* Stated goal 1: Gather every line of the records below that contains the string "browband", treating uppercase and lowercase letters as different.
# START OF Source
They've announced the winner of the 2019 Stella Prize -- the A$50,000 Australian prize that considers both fiction and non -- and it is The Erratics, a memoir by Vicki Laveau-Harvie; see also her acceptance speech -- where she notes:
The Erratics, which is my first book, has had an unusual publishing story.
It won the Finch Memoir Prize in 2018, and then found itself out of print six months later, last December, when that publisher closed.
This does not appear to be readily available in the US/UK; in Australia, it was picked up by Harper Collins after the demise of her original publisher; see also the Fourth Estate publicity page.
They've announced the shortlists for this year's Griffin Poetry Prize, a Canadian poertry prize that has an international and a Canadian category, each paying out C$65,000 to the winner.
The judges apparently: "each read 510 books of poetry, from 32 countries, including 37 translations", and two of the four international finalists are in translation -- collections by Luljeta Lleshanaku (translated by Ani Gjika) and Kim Hyesoon (translated by Don Mee Choi).
The winners will be announced 6 June.
The Harry Ransom Center has announced the acquisition of Rachel Cusk's papers (without revealing what they paid for them ...).
As Alison Flood notes in her report in The Guardian -- though it's not mentioned in the Ransom Center press release --:
The cache, however, contains none of her draft manuscripts, which she admitted had been used to light fires, drawn on by her children, or lost.
At hlo they've started a new series, asking: "21st century thinkers for their intellectual strategies", and first up is the Q & A with Nádas Péter (see also the Hungarian original).
Cheery morning reading:
Regression, repetition, rehashed ideas, empty words and pestilential, petit-bourgeois pontificating all have bright futures ahead of them, as does everything in literature and the arts which has been done once, twice, five times already.
Rehashed belches with genteel mannerisms.
# END OF Source
# START OF Input records
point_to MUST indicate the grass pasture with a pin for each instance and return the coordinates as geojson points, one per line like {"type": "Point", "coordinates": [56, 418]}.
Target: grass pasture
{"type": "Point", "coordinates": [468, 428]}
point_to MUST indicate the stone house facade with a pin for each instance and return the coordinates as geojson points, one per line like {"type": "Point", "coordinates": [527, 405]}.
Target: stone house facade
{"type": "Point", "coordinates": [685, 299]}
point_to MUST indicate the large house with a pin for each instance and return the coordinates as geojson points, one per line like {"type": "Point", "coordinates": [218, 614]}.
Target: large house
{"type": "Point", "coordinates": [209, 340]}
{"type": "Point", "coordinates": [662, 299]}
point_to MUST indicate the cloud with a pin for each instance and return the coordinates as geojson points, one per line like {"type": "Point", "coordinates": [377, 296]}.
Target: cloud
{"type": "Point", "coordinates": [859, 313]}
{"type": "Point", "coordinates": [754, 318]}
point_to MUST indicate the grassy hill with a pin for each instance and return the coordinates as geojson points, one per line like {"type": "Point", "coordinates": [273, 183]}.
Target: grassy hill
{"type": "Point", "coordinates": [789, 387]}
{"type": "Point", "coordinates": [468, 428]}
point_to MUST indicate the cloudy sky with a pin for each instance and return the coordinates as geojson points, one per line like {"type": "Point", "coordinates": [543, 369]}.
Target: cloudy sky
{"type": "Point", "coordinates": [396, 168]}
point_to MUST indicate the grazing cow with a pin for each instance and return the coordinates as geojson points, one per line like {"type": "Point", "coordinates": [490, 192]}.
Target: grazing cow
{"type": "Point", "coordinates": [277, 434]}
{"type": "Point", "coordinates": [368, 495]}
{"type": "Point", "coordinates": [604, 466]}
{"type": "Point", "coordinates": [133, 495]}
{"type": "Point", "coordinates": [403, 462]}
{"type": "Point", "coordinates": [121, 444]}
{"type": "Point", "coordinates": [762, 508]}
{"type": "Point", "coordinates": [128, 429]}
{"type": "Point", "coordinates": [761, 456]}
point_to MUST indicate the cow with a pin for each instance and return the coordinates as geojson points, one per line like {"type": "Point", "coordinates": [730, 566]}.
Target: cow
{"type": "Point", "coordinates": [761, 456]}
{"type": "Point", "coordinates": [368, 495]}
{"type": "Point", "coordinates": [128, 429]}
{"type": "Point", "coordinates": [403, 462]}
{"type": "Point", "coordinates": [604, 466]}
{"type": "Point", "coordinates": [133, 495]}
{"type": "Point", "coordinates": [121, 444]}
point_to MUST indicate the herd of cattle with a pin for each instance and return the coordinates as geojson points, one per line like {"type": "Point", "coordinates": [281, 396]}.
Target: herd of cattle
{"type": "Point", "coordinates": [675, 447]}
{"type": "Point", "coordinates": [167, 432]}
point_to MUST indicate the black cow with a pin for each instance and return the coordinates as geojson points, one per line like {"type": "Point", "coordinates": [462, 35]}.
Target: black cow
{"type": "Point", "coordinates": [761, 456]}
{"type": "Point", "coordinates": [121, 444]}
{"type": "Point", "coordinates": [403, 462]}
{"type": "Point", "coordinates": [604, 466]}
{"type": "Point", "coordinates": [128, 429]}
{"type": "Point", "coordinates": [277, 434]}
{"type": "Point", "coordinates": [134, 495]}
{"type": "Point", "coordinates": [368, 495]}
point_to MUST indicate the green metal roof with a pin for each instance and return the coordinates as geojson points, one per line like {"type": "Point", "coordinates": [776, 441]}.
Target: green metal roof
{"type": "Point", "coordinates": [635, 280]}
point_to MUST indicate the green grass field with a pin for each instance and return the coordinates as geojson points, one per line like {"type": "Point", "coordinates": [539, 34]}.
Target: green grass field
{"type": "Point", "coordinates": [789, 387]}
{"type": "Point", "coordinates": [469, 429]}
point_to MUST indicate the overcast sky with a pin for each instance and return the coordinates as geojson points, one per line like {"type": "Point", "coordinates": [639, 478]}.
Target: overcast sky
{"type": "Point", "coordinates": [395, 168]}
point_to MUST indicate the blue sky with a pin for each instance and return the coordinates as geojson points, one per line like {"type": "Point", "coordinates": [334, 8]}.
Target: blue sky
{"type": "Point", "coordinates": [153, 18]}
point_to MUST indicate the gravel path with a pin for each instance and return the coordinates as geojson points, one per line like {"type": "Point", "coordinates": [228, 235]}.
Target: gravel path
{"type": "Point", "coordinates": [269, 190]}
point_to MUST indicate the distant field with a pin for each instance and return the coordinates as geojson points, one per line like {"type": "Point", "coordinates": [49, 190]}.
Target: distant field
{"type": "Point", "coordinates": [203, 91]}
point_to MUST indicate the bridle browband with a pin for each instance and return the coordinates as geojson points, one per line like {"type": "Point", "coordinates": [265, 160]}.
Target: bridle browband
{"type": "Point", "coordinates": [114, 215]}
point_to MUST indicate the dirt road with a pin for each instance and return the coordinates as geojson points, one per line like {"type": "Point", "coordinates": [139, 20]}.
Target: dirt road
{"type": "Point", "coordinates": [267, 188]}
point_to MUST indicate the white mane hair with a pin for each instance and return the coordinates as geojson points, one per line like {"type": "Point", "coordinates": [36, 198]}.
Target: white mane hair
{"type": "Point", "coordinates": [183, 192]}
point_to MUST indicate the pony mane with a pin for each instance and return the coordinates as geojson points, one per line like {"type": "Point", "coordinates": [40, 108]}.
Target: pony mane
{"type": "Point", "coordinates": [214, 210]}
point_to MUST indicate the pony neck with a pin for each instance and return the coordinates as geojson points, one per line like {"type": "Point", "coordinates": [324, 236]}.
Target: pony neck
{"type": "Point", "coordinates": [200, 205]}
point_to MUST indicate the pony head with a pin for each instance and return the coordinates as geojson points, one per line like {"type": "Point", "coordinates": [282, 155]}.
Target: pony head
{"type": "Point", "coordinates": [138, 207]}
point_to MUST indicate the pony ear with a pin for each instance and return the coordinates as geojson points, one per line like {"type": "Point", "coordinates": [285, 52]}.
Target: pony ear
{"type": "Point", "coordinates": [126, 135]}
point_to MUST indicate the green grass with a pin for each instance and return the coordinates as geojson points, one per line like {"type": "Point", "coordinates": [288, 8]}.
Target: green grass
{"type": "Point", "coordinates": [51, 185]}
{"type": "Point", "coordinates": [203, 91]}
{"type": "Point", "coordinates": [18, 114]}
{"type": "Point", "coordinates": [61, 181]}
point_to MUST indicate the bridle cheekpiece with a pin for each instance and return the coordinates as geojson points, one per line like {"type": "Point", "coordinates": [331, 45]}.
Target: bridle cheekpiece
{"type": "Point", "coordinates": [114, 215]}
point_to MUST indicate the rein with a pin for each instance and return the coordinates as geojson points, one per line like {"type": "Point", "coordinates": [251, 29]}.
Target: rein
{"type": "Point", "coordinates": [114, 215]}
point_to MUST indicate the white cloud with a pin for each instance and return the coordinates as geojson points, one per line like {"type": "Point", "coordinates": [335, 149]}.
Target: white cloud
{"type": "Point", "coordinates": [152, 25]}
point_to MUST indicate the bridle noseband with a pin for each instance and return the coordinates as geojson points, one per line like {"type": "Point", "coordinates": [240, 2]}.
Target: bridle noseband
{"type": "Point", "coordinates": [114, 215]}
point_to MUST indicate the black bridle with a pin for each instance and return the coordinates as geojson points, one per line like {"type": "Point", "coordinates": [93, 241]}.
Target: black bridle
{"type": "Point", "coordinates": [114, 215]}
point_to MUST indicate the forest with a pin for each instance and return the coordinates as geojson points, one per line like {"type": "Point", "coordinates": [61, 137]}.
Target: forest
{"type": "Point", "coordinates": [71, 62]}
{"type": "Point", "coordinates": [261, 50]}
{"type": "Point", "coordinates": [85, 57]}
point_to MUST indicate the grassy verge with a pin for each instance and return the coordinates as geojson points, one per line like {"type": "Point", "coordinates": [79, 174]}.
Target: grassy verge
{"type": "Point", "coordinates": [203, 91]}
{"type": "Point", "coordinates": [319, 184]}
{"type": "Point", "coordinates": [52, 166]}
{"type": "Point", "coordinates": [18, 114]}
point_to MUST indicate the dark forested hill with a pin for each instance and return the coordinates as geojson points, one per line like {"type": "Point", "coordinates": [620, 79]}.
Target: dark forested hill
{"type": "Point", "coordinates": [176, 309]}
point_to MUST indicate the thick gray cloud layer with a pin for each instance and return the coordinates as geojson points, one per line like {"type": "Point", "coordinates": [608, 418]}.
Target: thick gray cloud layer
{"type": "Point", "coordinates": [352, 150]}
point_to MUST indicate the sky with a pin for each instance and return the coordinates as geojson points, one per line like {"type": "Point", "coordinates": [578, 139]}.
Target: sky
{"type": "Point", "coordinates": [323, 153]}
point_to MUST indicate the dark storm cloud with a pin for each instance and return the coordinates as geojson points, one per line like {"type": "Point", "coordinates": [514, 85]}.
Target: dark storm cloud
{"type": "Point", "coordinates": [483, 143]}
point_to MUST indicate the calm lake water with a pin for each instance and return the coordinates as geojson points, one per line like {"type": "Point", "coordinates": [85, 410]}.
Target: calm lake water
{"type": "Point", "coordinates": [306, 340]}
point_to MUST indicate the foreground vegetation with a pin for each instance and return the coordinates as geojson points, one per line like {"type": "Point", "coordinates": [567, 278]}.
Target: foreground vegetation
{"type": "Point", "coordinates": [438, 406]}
# END OF Input records
* Stated goal 2: Proceed with the literary news roundup above, starting after its last sentence.

* Written answer 1:
point_to MUST indicate the bridle browband with a pin for each instance and return the coordinates as geojson points, one per line like {"type": "Point", "coordinates": [265, 160]}.
Target: bridle browband

* Written answer 2:
What will thrive in popular culture, meanwhile, is everything which the modern world once knew belonged in its past: mysticism, magic, tattooed bodies and tribal dances, the voluntary abandonment of an individual self, dissolving without a trace into the multitude.
Issue 36 of the Asia Literary Review is now out, summed up as 'Era Reformasi -- Indonesian Stories', with a great batch of writing from Indonesia from the past twenty years -- and it appears to all be readily accessible online !
See Zen Hae's Introduction - Indonesian Stories -- and dig through those stories !
You have until 30 April to apply for this, and if you're a translator-from-German (with at least three published translations) it really sounds like you should: The Frankfurt International Translators Programme for Translators of Literature and Non-Fiction.
The programme takes place around the Frankfurt Book Fair, 14 to 17 October, and it's a very generous pretty-much-all-expenses-paid deal (flight and up to four nights in a hotel in Frankfurt; trade visitor ticket to the Book Fair).
They're selecting up to thirty translators from the German language to go.
I look forward to hearing some of the reports from the participants in the fall.
The (US) Best Translated Book Award will announce its mammoth (25 title) longlist tomorrow, and leading up to that they've been offering a few clues at the Three Percent weblog about what will be found there.
Today's fun feature may be the most helpful, since personal taste figures so greatly in what gets selected, and in Meet the BTBA Judges ! the judges introduce themselves and give some insight into their literary preferences -- naming: 'What is your favorite non-BTBA book that you fit into your reading these past few months ?' and, even more helpfully, their: 'Top five favorite international authors ?' (with several judges naming authors who have books that are eligible for this year's list (three name Fleur Jaeggy !) ...).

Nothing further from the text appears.